[REQUIREMENT] In each of the entries below, substitute "girl's face" for every occurrence of "boy's face" and reproduce the lines with no other changes. Leave out the pictures.

[ENTRIES]
────────────────
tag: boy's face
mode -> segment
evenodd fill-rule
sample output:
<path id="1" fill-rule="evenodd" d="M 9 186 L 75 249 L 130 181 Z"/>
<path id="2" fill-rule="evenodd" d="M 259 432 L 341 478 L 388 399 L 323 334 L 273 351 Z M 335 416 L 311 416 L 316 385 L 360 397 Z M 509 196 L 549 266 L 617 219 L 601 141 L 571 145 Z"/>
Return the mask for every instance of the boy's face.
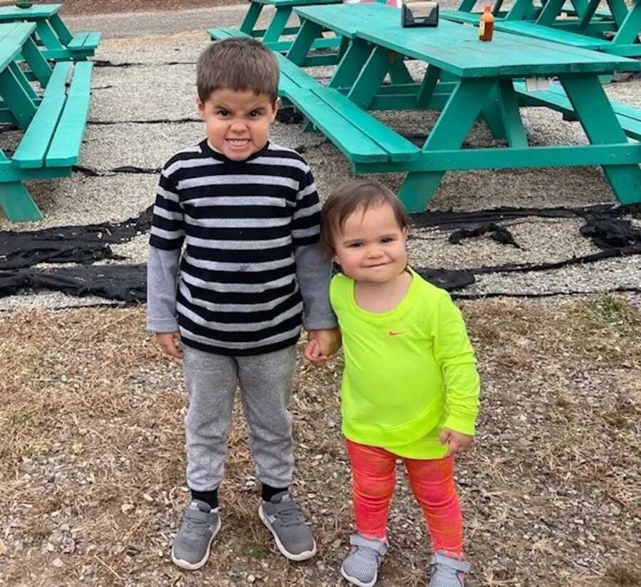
────────────────
[FINISHED TASK]
tag: girl's face
mode -> segment
evenodd fill-rule
sample output:
<path id="1" fill-rule="evenodd" d="M 9 186 L 75 249 L 130 181 Z"/>
<path id="2" fill-rule="evenodd" d="M 259 432 L 341 478 L 388 399 L 323 334 L 273 351 Z M 335 416 L 311 416 L 316 385 L 360 397 Z M 509 196 L 549 266 L 617 219 L 601 141 L 571 145 Z"/>
Return the mask for every instance of the girl's face.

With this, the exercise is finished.